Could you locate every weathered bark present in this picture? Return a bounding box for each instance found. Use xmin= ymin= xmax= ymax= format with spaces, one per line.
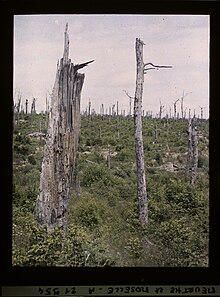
xmin=134 ymin=38 xmax=148 ymax=225
xmin=186 ymin=118 xmax=192 ymax=174
xmin=191 ymin=117 xmax=199 ymax=184
xmin=25 ymin=99 xmax=28 ymax=114
xmin=35 ymin=26 xmax=93 ymax=231
xmin=186 ymin=117 xmax=199 ymax=184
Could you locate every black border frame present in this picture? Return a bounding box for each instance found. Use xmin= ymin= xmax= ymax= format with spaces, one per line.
xmin=0 ymin=0 xmax=220 ymax=286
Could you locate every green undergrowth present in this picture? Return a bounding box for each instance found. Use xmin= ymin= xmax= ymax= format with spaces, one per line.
xmin=12 ymin=114 xmax=209 ymax=267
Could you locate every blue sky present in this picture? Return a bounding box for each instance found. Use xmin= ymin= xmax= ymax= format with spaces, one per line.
xmin=14 ymin=15 xmax=209 ymax=117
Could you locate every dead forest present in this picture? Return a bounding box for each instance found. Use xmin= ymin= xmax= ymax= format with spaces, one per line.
xmin=12 ymin=25 xmax=209 ymax=267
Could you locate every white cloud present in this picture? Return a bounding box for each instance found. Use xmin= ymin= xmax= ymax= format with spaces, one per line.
xmin=14 ymin=15 xmax=209 ymax=118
::::
◆ AIM OF THE EXERCISE ◆
Edit the listing above so that each "bounding box" becomes "rectangular box", keep everything else unchanged, and leave the pictures out of your answer.

◆ OUTPUT OF THE EXERCISE ◆
Could you locate every weathered bark present in this picture? Return a rectangular box for each instance found. Use xmin= ymin= xmax= ymax= format with spaces, one per line.
xmin=134 ymin=38 xmax=148 ymax=225
xmin=186 ymin=118 xmax=192 ymax=174
xmin=191 ymin=117 xmax=199 ymax=184
xmin=25 ymin=99 xmax=28 ymax=114
xmin=35 ymin=26 xmax=93 ymax=231
xmin=186 ymin=117 xmax=199 ymax=184
Could you locate every black border frame present in this picture? Return a rectangular box for each instance found. Use xmin= ymin= xmax= ymax= format with spaces, one per line.
xmin=0 ymin=0 xmax=220 ymax=286
Could you locate every green undergrowth present in this picture? Return a rectangular box for each instance found. Use xmin= ymin= xmax= ymax= format with spaces, one per line.
xmin=12 ymin=114 xmax=209 ymax=267
Could you locate every blue sky present in this picture? Return a rectangular box for each instance found. Use xmin= ymin= xmax= ymax= format with spaces, one per line.
xmin=14 ymin=15 xmax=209 ymax=117
Could you locate every dead forest present in this picture? Return a rectangular box for each instance found. Use xmin= ymin= xmax= ymax= format with spaces, one per line.
xmin=12 ymin=25 xmax=209 ymax=267
Could you locate every white cloud present in this picture? Return a rectangular box for each instance found. Use xmin= ymin= xmax= ymax= format with spaces, one per line.
xmin=14 ymin=15 xmax=209 ymax=118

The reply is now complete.